| WRITTEN TASK |
Reproduce every line of the data below without any change, omitting the pictures.

| RECORD SET |
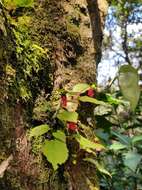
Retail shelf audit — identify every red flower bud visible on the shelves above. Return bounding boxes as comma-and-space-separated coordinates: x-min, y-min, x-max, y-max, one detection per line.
67, 122, 77, 131
61, 95, 67, 108
87, 88, 95, 97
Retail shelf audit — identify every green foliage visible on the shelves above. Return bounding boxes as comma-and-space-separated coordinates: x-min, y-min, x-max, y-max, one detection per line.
29, 124, 50, 138
29, 84, 105, 170
42, 131, 68, 170
79, 96, 106, 105
72, 83, 90, 93
109, 142, 127, 150
124, 151, 142, 172
75, 134, 105, 152
84, 158, 112, 177
57, 110, 78, 123
119, 65, 140, 111
3, 0, 34, 9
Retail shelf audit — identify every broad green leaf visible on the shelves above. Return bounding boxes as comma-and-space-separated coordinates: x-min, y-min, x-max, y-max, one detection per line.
109, 142, 127, 150
57, 110, 78, 123
106, 94, 123, 105
132, 135, 142, 144
119, 65, 140, 111
29, 124, 50, 138
79, 96, 106, 105
3, 0, 34, 9
111, 131, 131, 145
124, 151, 142, 172
53, 131, 66, 142
72, 83, 90, 93
94, 104, 112, 116
13, 0, 34, 7
42, 131, 68, 170
84, 158, 112, 177
75, 134, 105, 152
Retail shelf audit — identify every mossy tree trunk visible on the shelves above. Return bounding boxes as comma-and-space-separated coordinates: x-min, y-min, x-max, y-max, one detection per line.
0, 0, 108, 190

| WRITTEN RESPONSE |
Retail shelf audit — identify every red flower bud visible on the shelves above. Return bounding boxes as comma-and-space-separated coordinates: x-min, y-min, x-max, y-max, one detection per line.
67, 122, 77, 131
61, 95, 67, 108
87, 88, 95, 97
Retail shelf audit — identify every green foliage visible on the shelves above. Return bounding boxes as comma-and-space-separated coordinates: x-min, y-min, x-max, y-max, one detection per line.
29, 124, 50, 138
29, 84, 105, 170
42, 131, 68, 170
79, 96, 106, 105
72, 83, 90, 93
109, 142, 127, 150
124, 151, 142, 172
75, 134, 105, 152
84, 158, 112, 177
57, 110, 78, 123
119, 65, 140, 111
3, 0, 34, 9
Retail shelf audit — identify every broad green leaf visible on the shelves above. Return bounding boxes as comma-and-space-separated coordinates: x-min, y-min, x-max, y-max, one detection per line.
109, 142, 127, 150
57, 110, 78, 123
106, 94, 123, 105
132, 135, 142, 144
119, 65, 140, 111
29, 124, 50, 138
79, 96, 106, 105
3, 0, 34, 9
111, 131, 131, 145
124, 151, 142, 172
53, 131, 66, 142
72, 83, 90, 93
94, 104, 112, 116
13, 0, 34, 7
42, 131, 68, 170
84, 158, 112, 177
75, 134, 105, 152
Retail shelf audit — identify every mossy tree trunk visible on the shelves above. Return bounding boxes as comma-and-space-separated coordinates: x-min, y-min, x-max, y-max, one detection per line.
0, 0, 108, 190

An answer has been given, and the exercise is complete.